*Exercise goal*. Swap "photo" for "image" in the stretch of the listing from its start through the line containing "109 9 245 321", and write that stretch out again with nothing else changed. Leave the pictures out of your answer.

⁂

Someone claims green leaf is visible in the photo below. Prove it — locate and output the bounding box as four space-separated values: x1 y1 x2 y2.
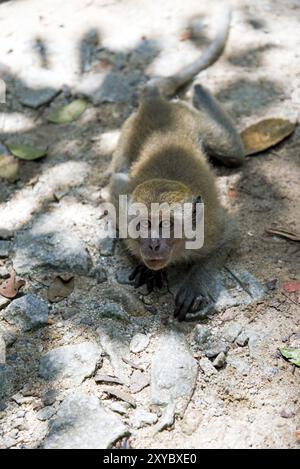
279 348 300 366
7 143 47 161
48 99 87 124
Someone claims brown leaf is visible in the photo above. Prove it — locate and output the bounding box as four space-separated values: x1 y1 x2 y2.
266 227 300 241
282 280 300 293
0 267 26 299
103 386 136 408
241 118 296 155
47 275 74 303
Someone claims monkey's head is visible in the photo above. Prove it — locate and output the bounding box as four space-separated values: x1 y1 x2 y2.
127 179 201 270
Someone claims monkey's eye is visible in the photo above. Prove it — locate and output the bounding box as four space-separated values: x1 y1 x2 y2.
159 220 173 229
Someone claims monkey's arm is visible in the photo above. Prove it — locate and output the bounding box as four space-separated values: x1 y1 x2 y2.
193 85 245 166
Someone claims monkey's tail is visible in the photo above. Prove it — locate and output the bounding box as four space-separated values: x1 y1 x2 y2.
142 7 231 97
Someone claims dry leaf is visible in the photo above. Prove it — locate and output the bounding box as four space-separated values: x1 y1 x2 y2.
266 227 300 241
0 267 26 299
282 280 300 293
241 118 296 155
47 275 74 303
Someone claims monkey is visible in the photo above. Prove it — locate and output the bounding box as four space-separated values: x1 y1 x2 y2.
109 9 245 321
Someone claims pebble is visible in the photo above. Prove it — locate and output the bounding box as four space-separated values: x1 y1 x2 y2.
213 352 226 368
44 392 128 449
199 357 217 376
4 294 49 332
39 342 102 386
223 323 242 343
129 334 150 353
130 409 158 429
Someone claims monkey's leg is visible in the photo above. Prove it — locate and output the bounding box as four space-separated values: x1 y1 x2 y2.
129 263 164 293
193 85 245 167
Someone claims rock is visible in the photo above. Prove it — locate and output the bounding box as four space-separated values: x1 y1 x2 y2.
109 401 131 415
227 356 250 376
0 332 6 365
13 230 92 275
129 334 150 353
99 237 116 257
42 389 58 407
223 323 242 343
91 259 107 283
39 342 101 386
0 295 10 311
92 71 143 105
130 409 158 428
204 340 229 358
36 407 56 422
151 331 198 407
195 324 211 348
0 228 14 239
17 86 60 109
3 294 49 332
116 268 131 285
199 357 217 376
236 332 249 347
213 352 226 368
155 402 175 433
0 241 11 259
44 392 128 449
97 326 129 385
130 370 150 394
280 409 296 419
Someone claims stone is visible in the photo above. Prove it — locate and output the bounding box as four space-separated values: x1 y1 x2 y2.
97 326 129 385
13 230 92 275
129 334 150 353
36 406 56 422
204 340 229 358
0 332 6 365
195 324 211 348
17 86 60 109
39 342 101 386
0 295 10 311
130 409 158 429
109 401 131 415
0 240 11 259
213 352 226 368
223 323 242 343
3 294 49 332
236 332 249 347
130 370 150 394
151 330 198 405
44 392 128 449
199 357 217 376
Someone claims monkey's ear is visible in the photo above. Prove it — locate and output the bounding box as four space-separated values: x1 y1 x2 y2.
192 195 203 228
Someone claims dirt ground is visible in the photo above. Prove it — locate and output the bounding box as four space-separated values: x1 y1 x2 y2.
0 0 300 448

⁂

*Exercise answer*.
Someone claims green leaf is visible in the image below. Prove it — locate and output the bounding box as four space-separated values: x1 y1 x2 y2.
279 348 300 366
7 143 47 161
48 99 87 124
Someone claims brown leaf is visible in the image above. Prove it — locate and output the bounding box as four space-separated values: x1 y1 x2 y2.
266 227 300 241
282 280 300 293
0 267 26 299
103 386 136 408
241 118 296 155
47 275 74 303
Someone claims monkey's head is visible in the image above. Prove it — locate and output the bounding box as four space-separated values: x1 y1 x2 y2.
127 179 201 270
Someone claims monkey's eye is visible in the image above. Prove it — locate and output the bounding box as four space-separated values: x1 y1 x2 y2.
159 220 173 229
Someone claims monkey's arm is visible in the image above. Prove it — locate and output the bounding box as four space-separated values: x1 y1 x2 y2.
193 85 245 166
Someone claims monkey's tail is visible in the image above. Prove it — locate and output the bounding box as four space-separated values: x1 y1 x2 y2.
142 7 231 97
Someone claims dry leaf is visible in the image above. Prove it — locate and output the bounding box as four space-separated values: x1 y1 x2 y2.
266 227 300 241
0 267 26 299
282 280 300 293
241 118 296 155
47 275 74 303
Someone claims monkey is visible in the image above. Prove it — locate and output the bounding box as four space-separated values: x1 y1 x2 y2.
109 9 245 321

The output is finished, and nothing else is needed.